(Text shown):

--------------------------------------------------

According to classical EM, an accelerated point charge must radiate.
Then the charges in a DC loop should have variable radiation, but they should still radiate.

(Classical) radiation can superimpose and just make a lump in the electromagnetic field. For example, if we happened to have a continuous matter distribution in a closed loop and a constant current through the loop, then (from some viewpoint), every point on the loop is radiating EM waves -- but they superimpose and just give you a boring magnetostatic field.

As I understand it, the way in which an EM wave slows down in (continuous) matter can be viewed in the same way: all the reradiated energy cancels out the component of the EM field that lies beyond the (slower than light-speed) wavefront. (again, this is the classical viewpoint!)

A charged particle with a constant velocity is also a situation with changing charge and current distributions -- ostensibly there would be EM radiation produced, but they combine together and you just get a boring EM field that travels along with the electron. (Still talking classically!)

--------------------------------------------------

(Data shown):
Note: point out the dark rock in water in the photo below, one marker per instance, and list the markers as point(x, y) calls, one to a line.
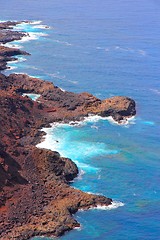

--------------------------------------------------

(Exercise details): Continue the forum passage on classical radiation from charges in a DC loop, starting right after its last sentence.

(Answer to this task):
So I don't find it surprising that an electron uniformly accelerated in its direction of travel doesn't generate an EM field that looks like radiation. (Similarly, I wouldn't find it surprising if it actually did generate such a field)
I like this explanation very much, thanks. I guess the key thing would be to determine exactly what the field of a uniformly accelerating charge should look like and then see if a charge at rest on Earth has that field.

I haven't finished reading http://www.mathpages.com/home/kmath528/kmath528.htm" [Broken], so I don't know the conclusion, but it seemed relevant.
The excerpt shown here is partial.